#### Data provided:
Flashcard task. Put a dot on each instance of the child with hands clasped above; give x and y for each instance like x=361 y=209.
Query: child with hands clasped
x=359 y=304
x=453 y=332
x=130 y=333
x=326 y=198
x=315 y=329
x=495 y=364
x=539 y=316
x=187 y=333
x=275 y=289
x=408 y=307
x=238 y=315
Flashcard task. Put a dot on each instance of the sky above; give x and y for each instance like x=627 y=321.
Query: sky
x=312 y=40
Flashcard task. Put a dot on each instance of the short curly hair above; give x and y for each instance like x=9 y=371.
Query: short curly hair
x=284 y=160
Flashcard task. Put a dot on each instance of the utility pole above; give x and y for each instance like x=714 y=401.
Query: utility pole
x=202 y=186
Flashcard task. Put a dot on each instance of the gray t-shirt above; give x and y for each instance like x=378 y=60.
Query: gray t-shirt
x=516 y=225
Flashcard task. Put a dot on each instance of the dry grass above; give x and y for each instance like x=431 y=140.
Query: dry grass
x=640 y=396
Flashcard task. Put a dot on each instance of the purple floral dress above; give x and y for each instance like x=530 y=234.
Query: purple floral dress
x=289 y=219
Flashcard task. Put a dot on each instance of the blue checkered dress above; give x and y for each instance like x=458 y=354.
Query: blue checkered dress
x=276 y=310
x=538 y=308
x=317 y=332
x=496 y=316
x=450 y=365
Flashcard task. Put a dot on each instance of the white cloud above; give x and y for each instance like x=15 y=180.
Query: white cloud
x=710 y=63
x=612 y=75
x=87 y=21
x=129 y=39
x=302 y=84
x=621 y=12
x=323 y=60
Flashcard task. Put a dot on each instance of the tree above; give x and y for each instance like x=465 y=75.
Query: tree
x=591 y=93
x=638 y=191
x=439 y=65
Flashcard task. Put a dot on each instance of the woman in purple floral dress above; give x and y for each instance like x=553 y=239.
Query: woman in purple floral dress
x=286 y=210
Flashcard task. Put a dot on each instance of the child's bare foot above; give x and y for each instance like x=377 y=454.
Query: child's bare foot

#### What is being asked:
Copy the listing above word for word, from the line containing "Flashcard task. Put a dot on each instance of the purple" through its final line, both included.

#### Exercise answer:
Flashcard task. Put a dot on each instance of the purple floral dress above; give x and y for each instance like x=530 y=234.
Query: purple floral dress
x=289 y=219
Flashcard task. Put a dot on each instance of the blue checkered dress above; give x and y for each instance like x=458 y=354.
Query: blue checkered dress
x=276 y=310
x=538 y=308
x=317 y=332
x=496 y=316
x=450 y=365
Flashcard task. Put a dot on each instance of the white cloud above; give x and y for each instance like x=15 y=180.
Query: white cloud
x=710 y=63
x=612 y=75
x=87 y=21
x=129 y=39
x=302 y=84
x=621 y=12
x=323 y=60
Flashcard task. Put a dot on each instance of the tree above; give x and y for each instance like x=465 y=75.
Query: tree
x=591 y=93
x=638 y=191
x=439 y=65
Flashcard task. Put a dot on each instance of the woman in purple floral dress above; give x and y for each instance like x=553 y=239.
Query: woman in purple floral dress
x=286 y=210
Flashcard task. Put a dot on each instance of the child's bare foot above; give x and y for each instance like x=377 y=454.
Query: child's bare foot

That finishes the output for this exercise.